*Задания*.
**1.** Как назывался фельетон, который рассказчик прочитал в университетской многотиражке, согласно тексту?
**2.** Замените «январе» на «феврале» во всём фрагменте текста от слов «После этого заместитель» и вниз до слов «исключением Тасиных слов.», приведя этот фрагмент целиком.

После этого заместитель декана меня упрекнул: «Я же тебе говорил!» Я сказала: «Да, но он мне ответил». Эта маленькая смешная история позволяет судить о противостоянии официозного факультета с факультетом инакомыслящим. В то время уже было четкое понимание того, кто есть кто и кто на чьей стороне. Я распознала в Довлатове, хоть и никудышном студенте, своего, и для меня это был вопрос принципа. Однако этот успешно сданный зачет ему не помог. Кажется, в ту же сессию он был с факультета отчислен. К сожалению, больше нам встретиться не пришлось.
В январе напротив деканата появился список исключенных. Я был в этом списке третьим, на букву «Д».
Меня это почти не огорчило. Во-первых, я ждал этого момента. Я случайно оказался на филфаке и готов был покинуть его в любую минуту. А главное, я фактически перестал реагировать на что-либо за исключением Тасиных слов.
На следующий день я прочитал фельетон в университетской многотиражке. Он назывался «Восемь, девять… Аут!». Там же была помещена карикатура. Мрачный субъект обнимает за талию двойку, которой художник придал черты распущенной молодой женщины.

[Блок данных]

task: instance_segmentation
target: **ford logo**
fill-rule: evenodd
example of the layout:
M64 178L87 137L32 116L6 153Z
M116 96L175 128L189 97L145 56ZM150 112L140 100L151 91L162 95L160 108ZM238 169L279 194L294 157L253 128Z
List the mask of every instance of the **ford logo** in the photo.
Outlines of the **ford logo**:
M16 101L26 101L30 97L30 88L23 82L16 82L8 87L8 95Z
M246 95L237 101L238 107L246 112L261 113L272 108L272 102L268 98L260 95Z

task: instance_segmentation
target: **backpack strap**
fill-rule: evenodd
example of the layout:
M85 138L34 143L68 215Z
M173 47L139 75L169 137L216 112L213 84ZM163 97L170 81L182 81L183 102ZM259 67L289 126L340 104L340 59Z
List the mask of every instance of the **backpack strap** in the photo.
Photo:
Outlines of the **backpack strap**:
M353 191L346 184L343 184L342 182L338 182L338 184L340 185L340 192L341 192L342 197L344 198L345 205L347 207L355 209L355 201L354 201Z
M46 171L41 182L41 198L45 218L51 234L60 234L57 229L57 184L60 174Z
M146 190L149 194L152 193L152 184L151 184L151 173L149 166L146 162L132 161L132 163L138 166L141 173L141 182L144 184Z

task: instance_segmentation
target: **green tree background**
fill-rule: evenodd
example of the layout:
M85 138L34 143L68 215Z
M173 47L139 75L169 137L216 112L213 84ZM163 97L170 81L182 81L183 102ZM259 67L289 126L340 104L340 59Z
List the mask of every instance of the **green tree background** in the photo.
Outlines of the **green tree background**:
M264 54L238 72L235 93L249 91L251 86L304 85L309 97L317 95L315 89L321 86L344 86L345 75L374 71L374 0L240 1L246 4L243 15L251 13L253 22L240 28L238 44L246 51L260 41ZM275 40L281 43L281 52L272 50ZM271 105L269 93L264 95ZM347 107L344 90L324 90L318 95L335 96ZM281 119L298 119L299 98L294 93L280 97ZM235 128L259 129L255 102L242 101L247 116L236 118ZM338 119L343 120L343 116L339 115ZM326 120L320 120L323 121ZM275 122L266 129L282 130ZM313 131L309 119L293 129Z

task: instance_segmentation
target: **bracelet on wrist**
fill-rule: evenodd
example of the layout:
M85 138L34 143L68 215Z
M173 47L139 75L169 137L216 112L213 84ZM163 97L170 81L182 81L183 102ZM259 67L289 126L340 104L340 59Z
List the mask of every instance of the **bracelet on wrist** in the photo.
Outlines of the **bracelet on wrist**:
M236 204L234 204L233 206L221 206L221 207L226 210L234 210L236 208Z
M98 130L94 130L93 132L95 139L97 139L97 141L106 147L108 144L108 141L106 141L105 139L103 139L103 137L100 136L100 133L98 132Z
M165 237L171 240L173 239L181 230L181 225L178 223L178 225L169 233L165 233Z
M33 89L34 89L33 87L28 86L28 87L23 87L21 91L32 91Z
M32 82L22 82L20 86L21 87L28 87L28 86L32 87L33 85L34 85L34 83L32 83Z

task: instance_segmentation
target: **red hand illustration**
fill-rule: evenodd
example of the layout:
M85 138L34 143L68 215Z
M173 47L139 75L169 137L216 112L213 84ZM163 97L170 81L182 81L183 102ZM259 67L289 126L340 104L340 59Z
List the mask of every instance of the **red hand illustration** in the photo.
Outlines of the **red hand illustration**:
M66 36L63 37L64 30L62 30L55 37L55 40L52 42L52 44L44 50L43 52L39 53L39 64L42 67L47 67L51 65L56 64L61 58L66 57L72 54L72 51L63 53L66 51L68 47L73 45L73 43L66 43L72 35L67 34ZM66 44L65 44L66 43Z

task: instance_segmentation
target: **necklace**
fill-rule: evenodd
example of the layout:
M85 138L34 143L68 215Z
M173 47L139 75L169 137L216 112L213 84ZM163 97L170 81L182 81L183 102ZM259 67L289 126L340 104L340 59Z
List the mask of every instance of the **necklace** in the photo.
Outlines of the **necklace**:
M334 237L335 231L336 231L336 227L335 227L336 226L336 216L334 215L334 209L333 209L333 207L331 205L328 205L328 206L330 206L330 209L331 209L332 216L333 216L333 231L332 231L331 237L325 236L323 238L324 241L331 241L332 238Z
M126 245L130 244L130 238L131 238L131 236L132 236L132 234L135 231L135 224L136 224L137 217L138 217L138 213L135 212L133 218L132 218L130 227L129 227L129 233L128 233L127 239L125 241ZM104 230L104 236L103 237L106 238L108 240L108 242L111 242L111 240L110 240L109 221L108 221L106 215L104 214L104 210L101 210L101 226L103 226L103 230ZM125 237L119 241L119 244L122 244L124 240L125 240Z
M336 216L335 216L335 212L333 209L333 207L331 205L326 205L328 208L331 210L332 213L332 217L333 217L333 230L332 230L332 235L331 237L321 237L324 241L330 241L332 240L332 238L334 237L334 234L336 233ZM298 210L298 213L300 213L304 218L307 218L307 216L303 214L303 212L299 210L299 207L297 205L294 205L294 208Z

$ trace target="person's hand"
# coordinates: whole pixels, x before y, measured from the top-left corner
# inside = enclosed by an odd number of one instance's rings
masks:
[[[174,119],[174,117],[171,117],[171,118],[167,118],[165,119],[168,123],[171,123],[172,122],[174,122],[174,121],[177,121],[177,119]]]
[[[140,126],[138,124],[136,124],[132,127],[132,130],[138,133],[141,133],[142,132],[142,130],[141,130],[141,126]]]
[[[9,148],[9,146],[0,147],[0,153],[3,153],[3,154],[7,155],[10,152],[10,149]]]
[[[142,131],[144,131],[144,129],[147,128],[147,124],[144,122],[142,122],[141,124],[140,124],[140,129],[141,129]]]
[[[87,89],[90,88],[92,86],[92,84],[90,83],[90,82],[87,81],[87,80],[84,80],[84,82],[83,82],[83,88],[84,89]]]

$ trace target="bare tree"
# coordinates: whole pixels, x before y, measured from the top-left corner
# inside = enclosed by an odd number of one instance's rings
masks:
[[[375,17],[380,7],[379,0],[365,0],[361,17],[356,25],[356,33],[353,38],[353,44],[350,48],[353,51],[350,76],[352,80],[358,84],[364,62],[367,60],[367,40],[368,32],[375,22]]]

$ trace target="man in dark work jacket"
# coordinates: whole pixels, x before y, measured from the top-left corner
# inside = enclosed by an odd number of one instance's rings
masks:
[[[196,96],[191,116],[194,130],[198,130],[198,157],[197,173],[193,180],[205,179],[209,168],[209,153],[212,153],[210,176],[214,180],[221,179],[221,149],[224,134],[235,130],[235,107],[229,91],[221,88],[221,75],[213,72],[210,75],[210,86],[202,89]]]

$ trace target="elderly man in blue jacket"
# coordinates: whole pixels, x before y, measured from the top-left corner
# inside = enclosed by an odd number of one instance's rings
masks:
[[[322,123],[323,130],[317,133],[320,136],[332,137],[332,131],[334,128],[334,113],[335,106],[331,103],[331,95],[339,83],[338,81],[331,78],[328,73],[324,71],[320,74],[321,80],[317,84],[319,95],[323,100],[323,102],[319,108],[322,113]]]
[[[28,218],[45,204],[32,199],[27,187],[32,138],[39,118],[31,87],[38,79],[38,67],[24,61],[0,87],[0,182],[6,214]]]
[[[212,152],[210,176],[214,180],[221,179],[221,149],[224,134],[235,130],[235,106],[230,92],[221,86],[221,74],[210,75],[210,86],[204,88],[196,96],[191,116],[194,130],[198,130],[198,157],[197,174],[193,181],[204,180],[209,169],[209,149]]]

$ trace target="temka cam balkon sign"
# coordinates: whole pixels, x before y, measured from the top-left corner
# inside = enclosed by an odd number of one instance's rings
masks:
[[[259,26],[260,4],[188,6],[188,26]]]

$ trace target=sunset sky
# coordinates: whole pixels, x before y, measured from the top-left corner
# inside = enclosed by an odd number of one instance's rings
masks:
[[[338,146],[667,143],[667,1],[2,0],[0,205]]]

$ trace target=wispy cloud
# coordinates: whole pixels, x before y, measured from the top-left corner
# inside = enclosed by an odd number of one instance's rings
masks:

*Ответы к заданиям*.
**1.** «Восемь, девять… Аут!»

**2.**
После этого заместитель декана меня упрекнул: «Я же тебе говорил!» Я сказала: «Да, но он мне ответил». Эта маленькая смешная история позволяет судить о противостоянии официозного факультета с факультетом инакомыслящим. В то время уже было четкое понимание того, кто есть кто и кто на чьей стороне. Я распознала в Довлатове, хоть и никудышном студенте, своего, и для меня это был вопрос принципа. Однако этот успешно сданный зачет ему не помог. Кажется, в ту же сессию он был с факультета отчислен. К сожалению, больше нам встретиться не пришлось.
В феврале напротив деканата появился список исключенных. Я был в этом списке третьим, на букву «Д».
Меня это почти не огорчило. Во-первых, я ждал этого момента. Я случайно оказался на филфаке и готов был покинуть его в любую минуту. А главное, я фактически перестал реагировать на что-либо за исключением Тасиных слов.